* SET TASK *
Rewrite the rows below, replacing "jersey" with "shirt" and leaving everything else unchanged.

* RECORDS FOR THIS EXERCISE *
## START
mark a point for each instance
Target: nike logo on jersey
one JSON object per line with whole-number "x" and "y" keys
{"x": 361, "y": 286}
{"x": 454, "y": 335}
## END
* SOLUTION TO THE PROBLEM *
mark a point for each instance
Target: nike logo on shirt
one JSON object per line with whole-number "x" and "y" keys
{"x": 361, "y": 286}
{"x": 454, "y": 335}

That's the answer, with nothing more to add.